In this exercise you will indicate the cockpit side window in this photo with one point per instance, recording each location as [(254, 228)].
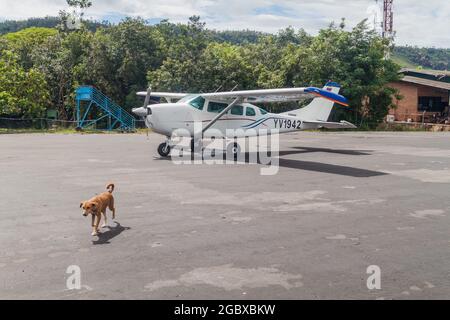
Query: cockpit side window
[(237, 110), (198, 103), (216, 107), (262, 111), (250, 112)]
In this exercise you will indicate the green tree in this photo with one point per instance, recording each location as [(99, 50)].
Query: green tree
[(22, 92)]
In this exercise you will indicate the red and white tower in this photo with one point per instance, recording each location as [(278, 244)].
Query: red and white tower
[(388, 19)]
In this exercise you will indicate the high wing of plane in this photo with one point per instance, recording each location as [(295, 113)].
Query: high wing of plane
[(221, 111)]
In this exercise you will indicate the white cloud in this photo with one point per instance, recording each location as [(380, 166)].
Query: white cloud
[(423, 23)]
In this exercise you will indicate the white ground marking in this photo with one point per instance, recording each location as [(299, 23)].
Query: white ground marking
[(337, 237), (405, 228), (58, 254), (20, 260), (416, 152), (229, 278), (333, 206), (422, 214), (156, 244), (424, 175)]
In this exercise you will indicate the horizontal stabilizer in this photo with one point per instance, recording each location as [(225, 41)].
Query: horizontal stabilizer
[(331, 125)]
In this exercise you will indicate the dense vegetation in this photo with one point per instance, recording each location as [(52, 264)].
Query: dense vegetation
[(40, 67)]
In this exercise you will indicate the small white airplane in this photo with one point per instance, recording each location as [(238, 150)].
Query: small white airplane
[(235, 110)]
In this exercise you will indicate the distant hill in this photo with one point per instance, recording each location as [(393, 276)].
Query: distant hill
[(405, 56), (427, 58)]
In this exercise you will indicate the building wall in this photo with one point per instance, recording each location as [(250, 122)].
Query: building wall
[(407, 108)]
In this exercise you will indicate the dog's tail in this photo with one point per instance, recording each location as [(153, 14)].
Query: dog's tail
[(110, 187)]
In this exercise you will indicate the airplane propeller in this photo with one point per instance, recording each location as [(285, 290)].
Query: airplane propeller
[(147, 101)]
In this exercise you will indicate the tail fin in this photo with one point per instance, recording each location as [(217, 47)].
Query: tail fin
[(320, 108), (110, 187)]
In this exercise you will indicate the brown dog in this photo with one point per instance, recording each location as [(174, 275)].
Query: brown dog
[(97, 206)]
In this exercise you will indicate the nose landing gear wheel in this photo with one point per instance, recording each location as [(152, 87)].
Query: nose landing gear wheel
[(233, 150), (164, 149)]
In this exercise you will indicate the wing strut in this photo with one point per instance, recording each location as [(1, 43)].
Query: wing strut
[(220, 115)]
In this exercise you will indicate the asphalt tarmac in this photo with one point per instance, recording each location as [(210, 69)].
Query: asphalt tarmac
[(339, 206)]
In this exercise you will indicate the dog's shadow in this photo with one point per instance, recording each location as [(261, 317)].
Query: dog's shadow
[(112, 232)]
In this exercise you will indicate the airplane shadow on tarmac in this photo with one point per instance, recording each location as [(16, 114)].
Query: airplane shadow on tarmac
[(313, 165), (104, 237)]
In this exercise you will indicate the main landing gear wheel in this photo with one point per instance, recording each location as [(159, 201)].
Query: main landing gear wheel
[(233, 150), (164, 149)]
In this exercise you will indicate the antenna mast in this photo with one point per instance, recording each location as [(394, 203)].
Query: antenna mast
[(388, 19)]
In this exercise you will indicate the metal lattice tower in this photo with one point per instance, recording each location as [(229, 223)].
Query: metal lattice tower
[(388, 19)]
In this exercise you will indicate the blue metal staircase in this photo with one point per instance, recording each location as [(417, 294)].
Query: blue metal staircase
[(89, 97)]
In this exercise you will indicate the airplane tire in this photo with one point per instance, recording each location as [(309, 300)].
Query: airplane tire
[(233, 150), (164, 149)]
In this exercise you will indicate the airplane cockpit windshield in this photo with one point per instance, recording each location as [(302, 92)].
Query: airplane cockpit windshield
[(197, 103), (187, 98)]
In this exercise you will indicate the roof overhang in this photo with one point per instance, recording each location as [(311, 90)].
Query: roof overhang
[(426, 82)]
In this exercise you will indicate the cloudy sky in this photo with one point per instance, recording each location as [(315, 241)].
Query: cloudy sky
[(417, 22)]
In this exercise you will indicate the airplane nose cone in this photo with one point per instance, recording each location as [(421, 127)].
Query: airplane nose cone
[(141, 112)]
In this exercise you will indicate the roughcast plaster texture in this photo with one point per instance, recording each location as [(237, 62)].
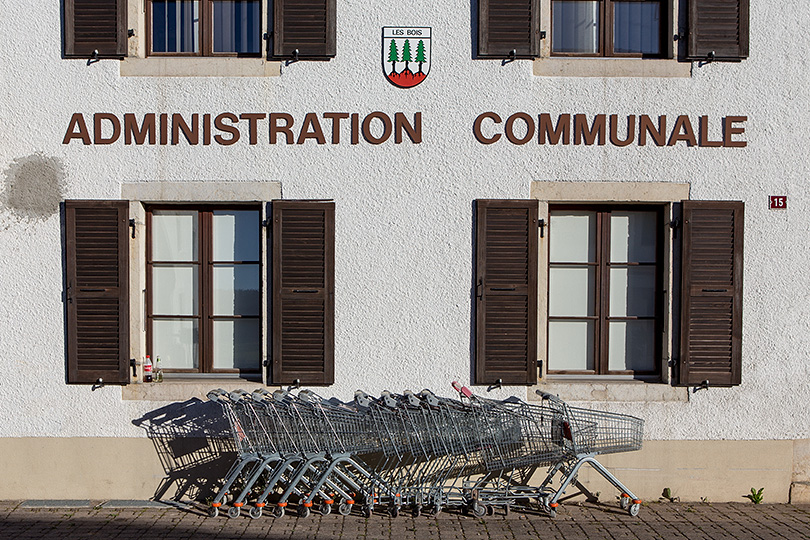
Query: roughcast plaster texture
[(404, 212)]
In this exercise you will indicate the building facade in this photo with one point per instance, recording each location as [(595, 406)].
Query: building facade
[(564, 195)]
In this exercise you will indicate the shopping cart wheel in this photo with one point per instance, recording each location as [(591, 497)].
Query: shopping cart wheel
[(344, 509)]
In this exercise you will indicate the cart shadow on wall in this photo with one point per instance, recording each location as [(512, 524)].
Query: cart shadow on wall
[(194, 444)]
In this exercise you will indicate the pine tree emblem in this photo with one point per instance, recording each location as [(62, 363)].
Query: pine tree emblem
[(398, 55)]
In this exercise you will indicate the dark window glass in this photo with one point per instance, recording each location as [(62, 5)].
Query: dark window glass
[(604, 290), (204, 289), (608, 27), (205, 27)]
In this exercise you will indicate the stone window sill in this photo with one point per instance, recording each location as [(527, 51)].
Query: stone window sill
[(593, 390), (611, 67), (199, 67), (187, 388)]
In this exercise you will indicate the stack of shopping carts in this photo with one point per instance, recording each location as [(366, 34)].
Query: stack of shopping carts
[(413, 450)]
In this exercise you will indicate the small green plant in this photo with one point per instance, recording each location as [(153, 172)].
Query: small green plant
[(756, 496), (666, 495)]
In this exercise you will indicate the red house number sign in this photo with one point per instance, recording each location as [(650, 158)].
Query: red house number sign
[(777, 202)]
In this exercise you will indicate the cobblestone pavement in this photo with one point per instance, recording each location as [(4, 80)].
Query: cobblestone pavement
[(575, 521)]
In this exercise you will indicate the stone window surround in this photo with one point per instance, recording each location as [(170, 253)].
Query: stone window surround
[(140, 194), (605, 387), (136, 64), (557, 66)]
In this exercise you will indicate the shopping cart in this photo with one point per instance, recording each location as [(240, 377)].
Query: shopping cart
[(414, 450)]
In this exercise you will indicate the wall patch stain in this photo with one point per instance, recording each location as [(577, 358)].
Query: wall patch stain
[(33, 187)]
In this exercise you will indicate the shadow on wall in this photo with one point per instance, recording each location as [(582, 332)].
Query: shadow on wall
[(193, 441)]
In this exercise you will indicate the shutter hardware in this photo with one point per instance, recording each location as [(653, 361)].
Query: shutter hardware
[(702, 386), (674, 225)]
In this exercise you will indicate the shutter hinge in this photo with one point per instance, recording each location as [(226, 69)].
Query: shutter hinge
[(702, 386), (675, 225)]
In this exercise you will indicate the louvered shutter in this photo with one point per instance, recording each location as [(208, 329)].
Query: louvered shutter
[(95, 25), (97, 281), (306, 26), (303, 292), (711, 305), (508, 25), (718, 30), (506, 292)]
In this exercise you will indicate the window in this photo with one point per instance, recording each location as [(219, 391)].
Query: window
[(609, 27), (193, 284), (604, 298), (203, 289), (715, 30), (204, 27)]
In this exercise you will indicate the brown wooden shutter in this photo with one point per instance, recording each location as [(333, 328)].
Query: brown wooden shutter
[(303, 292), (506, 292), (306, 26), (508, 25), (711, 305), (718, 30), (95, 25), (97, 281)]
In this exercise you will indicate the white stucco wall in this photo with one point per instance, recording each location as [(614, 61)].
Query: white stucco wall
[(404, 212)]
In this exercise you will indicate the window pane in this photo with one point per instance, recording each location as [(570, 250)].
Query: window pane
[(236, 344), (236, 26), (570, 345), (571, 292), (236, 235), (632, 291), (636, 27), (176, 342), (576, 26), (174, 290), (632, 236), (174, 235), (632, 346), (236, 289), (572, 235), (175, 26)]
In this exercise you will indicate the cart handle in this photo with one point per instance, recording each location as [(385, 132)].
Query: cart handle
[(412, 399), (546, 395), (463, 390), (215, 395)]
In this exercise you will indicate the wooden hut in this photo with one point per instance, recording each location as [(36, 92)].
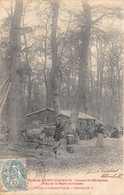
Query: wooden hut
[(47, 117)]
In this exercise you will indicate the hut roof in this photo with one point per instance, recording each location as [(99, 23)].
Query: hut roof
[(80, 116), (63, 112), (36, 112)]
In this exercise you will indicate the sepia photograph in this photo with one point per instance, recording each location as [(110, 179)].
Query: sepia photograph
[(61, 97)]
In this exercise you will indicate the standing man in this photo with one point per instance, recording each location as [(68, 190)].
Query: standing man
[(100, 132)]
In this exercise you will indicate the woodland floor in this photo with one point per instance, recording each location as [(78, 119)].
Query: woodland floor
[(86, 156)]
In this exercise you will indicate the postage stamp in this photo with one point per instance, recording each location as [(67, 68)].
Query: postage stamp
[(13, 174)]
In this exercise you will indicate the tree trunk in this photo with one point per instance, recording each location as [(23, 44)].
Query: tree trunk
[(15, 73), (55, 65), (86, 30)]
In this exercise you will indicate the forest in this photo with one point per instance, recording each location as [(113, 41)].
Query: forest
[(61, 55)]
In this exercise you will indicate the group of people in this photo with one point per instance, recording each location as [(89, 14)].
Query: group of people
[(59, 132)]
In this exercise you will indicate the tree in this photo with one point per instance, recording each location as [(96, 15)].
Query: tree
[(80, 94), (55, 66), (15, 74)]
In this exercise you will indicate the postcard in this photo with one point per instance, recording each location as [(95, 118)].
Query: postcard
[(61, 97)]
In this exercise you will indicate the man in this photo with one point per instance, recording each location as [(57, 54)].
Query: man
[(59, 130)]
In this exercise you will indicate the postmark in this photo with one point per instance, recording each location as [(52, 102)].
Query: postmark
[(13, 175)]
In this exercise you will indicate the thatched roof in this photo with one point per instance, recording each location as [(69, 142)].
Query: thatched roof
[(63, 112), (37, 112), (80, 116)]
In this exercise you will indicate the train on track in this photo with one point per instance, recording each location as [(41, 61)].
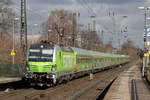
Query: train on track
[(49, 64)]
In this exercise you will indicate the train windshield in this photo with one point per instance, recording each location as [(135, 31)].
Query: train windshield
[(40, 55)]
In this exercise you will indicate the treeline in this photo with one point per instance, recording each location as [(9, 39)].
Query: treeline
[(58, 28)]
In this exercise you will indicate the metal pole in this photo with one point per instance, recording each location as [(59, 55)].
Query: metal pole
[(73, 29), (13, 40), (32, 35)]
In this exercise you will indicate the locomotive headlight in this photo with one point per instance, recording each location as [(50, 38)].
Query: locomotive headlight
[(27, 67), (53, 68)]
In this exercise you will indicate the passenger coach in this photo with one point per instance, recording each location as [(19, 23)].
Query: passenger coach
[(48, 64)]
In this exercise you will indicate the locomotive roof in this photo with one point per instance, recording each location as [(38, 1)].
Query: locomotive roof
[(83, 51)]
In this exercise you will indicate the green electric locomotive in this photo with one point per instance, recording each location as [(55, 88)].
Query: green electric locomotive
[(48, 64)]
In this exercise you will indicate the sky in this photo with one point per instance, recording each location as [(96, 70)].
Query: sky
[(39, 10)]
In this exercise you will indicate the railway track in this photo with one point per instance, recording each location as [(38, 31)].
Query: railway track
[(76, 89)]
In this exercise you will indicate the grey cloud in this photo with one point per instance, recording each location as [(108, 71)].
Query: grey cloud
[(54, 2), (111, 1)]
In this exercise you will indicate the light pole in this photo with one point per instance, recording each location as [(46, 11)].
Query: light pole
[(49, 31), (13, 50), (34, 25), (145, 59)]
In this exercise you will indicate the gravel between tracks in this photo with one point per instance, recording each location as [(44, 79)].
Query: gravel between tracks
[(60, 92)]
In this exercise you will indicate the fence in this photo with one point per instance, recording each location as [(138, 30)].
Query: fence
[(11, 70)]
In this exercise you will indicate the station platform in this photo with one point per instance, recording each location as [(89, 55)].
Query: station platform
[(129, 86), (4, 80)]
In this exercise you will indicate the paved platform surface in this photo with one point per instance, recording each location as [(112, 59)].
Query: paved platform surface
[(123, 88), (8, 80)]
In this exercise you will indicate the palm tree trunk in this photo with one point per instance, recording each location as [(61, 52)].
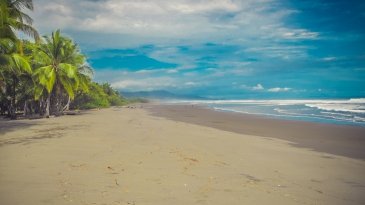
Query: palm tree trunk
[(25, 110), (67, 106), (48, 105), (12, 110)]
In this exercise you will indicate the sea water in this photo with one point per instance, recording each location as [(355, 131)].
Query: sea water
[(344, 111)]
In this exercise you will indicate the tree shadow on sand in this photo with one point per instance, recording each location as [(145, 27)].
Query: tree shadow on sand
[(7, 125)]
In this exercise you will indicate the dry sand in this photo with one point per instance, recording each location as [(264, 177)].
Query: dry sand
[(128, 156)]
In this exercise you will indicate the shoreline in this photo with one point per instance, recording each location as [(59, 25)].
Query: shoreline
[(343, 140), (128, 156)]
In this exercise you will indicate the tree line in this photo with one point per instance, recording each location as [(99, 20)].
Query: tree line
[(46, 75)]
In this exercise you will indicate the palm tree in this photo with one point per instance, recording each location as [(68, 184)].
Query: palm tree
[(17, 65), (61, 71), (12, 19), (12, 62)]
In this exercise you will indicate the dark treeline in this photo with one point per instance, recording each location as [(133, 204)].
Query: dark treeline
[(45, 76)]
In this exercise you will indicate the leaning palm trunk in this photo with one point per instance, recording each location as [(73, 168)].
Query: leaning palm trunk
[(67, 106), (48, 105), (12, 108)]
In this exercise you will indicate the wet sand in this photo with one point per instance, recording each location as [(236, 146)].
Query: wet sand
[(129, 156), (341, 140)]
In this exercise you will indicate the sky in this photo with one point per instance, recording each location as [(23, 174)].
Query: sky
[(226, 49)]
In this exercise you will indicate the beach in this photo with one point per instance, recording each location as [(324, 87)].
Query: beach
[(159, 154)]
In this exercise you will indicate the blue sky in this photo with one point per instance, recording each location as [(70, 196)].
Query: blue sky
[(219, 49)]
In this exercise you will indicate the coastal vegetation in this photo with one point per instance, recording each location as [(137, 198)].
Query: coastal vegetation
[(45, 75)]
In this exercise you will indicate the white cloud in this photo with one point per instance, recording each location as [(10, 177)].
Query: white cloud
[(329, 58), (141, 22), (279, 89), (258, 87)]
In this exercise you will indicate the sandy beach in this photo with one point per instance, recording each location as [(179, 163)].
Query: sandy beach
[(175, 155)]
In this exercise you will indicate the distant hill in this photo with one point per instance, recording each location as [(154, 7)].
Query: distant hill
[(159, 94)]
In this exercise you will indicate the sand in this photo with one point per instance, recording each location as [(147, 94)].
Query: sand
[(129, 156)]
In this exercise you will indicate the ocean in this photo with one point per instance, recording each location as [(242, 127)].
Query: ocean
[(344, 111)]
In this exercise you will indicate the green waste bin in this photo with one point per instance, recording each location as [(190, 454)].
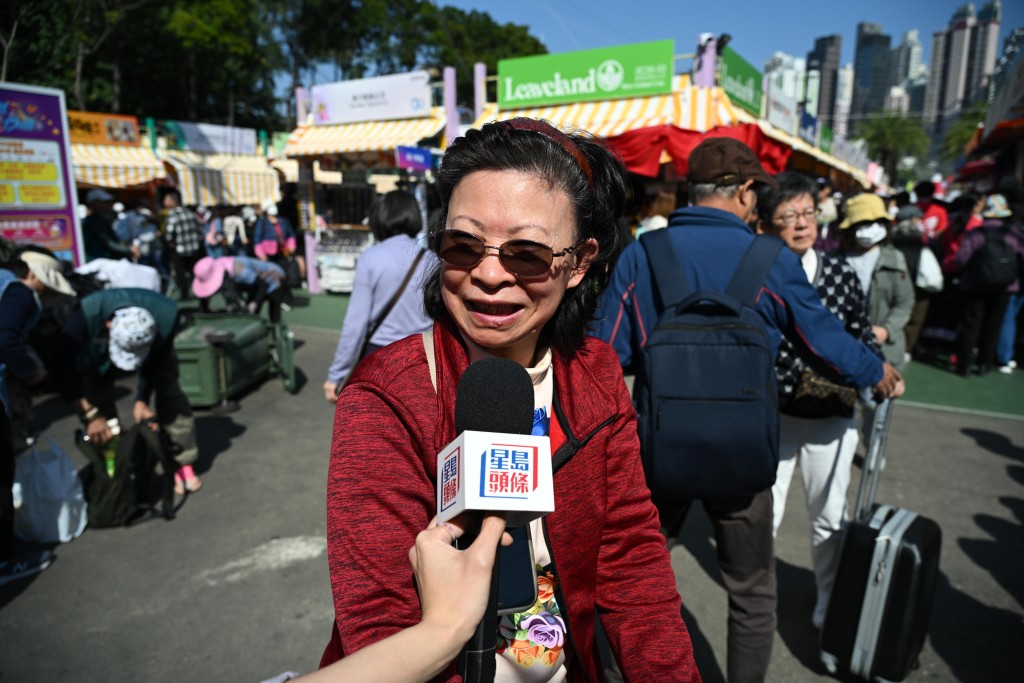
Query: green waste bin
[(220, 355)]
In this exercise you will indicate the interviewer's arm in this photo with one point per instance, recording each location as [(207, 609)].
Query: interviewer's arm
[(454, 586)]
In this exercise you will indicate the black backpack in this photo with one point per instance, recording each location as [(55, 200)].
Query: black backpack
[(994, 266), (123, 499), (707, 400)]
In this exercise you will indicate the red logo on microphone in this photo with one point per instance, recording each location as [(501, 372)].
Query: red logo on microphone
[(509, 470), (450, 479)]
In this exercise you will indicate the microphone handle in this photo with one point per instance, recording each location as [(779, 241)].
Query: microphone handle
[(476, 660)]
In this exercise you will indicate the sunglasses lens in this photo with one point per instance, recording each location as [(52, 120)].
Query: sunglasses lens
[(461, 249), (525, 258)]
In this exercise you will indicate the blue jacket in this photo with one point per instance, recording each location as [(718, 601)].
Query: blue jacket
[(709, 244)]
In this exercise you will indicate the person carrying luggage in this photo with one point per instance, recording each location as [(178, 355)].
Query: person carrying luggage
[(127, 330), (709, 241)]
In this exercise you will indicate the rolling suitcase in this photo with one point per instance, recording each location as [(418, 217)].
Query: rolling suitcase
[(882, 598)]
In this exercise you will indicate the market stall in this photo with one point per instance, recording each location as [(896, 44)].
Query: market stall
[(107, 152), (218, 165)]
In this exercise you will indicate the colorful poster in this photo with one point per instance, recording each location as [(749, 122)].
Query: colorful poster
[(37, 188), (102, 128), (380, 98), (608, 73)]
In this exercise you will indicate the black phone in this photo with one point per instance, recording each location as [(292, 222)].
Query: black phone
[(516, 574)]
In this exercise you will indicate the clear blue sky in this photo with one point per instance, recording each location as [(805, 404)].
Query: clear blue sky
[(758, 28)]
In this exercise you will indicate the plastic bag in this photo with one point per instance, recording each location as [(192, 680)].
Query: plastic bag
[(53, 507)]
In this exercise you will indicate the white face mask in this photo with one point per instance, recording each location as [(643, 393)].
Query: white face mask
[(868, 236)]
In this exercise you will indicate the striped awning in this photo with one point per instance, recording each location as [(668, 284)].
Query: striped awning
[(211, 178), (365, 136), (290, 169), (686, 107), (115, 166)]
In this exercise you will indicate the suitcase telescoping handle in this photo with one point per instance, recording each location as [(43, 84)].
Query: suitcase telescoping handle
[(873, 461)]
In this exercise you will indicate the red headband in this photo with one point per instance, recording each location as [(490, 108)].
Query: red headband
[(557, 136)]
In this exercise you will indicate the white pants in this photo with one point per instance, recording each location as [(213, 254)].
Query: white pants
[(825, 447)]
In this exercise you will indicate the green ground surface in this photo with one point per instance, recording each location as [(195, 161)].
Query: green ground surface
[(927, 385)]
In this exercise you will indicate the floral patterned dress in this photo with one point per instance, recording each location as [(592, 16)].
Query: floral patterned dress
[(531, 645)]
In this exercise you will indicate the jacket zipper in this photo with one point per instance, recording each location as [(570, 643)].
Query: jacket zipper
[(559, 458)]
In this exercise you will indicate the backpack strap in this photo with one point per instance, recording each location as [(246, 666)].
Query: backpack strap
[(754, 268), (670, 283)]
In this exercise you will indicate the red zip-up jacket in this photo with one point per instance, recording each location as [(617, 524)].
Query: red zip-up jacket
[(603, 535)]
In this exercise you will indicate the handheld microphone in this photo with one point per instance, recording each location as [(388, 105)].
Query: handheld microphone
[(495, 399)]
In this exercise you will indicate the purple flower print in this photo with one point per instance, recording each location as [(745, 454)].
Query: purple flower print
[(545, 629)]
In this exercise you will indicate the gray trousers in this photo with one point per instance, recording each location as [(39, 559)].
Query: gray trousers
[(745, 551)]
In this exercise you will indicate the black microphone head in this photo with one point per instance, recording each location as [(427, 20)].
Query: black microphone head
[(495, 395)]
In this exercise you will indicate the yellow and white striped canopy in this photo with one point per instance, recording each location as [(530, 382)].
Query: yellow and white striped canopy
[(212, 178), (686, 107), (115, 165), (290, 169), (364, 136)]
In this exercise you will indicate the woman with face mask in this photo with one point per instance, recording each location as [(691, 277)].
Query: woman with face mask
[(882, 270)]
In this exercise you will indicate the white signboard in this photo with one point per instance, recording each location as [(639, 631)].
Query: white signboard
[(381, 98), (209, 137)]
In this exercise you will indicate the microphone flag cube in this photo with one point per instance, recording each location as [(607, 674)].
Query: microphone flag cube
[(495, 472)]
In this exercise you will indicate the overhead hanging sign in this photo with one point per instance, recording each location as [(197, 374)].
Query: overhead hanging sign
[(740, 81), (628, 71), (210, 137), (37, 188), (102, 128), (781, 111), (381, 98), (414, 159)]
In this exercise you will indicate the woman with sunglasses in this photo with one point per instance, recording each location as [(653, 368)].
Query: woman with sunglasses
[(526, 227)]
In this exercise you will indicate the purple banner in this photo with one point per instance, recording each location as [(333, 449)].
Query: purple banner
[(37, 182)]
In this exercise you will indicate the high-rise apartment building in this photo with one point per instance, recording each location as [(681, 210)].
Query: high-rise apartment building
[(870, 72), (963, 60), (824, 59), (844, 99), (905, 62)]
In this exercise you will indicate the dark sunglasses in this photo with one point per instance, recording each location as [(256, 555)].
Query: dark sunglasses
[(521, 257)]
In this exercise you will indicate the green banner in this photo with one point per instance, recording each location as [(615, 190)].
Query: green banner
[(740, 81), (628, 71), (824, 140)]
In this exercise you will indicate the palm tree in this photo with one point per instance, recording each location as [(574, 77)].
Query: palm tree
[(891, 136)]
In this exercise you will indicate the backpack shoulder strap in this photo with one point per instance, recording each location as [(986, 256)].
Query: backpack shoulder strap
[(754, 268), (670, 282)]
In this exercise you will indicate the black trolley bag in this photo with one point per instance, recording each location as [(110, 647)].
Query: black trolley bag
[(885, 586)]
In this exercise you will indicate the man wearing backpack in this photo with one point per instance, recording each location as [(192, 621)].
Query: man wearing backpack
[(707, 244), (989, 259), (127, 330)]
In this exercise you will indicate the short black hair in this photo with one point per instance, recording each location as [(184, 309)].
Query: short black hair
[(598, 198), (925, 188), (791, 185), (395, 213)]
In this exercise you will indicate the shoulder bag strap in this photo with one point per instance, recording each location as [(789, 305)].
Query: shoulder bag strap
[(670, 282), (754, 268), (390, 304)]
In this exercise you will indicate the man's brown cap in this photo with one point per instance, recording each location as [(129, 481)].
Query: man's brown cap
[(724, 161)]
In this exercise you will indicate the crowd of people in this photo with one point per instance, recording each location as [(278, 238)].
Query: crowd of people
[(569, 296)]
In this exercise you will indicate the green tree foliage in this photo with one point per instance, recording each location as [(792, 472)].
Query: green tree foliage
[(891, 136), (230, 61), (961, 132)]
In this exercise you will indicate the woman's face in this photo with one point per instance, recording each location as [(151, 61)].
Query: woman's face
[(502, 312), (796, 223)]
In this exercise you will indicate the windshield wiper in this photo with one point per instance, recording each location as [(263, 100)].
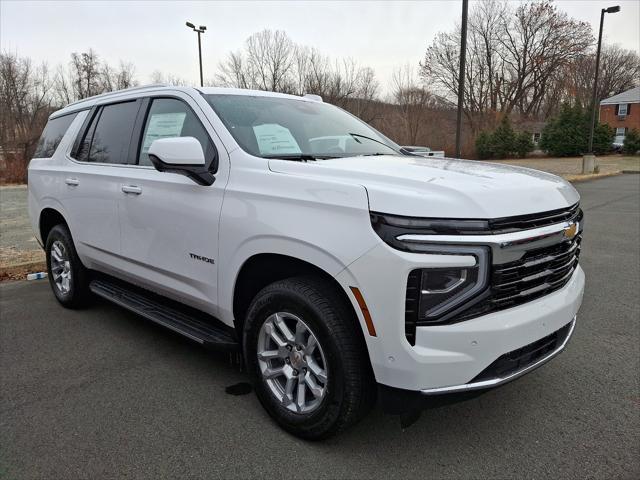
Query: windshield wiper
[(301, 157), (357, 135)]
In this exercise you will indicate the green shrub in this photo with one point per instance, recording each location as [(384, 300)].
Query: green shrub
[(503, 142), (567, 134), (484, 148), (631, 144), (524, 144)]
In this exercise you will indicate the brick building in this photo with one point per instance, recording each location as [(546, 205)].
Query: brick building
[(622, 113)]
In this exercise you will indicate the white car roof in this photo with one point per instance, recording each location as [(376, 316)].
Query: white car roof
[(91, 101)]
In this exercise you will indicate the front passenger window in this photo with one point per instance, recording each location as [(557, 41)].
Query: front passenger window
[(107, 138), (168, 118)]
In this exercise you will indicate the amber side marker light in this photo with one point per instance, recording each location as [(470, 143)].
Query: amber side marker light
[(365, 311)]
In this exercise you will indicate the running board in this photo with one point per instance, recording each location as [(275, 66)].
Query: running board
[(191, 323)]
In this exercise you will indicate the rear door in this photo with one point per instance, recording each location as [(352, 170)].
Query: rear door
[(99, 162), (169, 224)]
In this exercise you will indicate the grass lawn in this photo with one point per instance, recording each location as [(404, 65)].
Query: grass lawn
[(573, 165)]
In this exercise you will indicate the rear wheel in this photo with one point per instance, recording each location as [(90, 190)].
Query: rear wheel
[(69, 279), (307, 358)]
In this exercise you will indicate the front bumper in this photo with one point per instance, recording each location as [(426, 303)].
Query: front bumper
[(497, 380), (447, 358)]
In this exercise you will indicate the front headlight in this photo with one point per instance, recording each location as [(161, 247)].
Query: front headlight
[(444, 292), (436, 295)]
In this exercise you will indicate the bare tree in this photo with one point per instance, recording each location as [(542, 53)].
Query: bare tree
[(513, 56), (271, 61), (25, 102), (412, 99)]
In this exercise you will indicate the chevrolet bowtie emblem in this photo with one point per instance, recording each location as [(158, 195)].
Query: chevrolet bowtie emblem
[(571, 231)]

# # # # # # #

(TASK DETAILS) Update the records starting at the beginning and ending at the line containing "[(221, 111)]" by replacing "photo" with "image" and keeping everything else unchanged. Give only those lines, and leave the pictures out.

(ANSWER TO THE PROBLEM)
In this exercise you will indicate the cockpit side window in this image with one point per instance, recording each location as [(254, 228)].
Query: cockpit side window
[(237, 110), (198, 103), (216, 107), (262, 111), (250, 112)]
In this exercise you will indicate the green tree in this image with one point per instance, recording each location as [(99, 50)].
Query: green tree
[(22, 92)]
In this exercise you will indicate the red and white tower in this image with one point per instance, recording each location as [(278, 244)].
Query: red and white tower
[(388, 19)]
In this exercise you will indicate the high wing of plane in this image with one point per instance, recording each location as [(295, 113)].
Query: high wing of plane
[(221, 111)]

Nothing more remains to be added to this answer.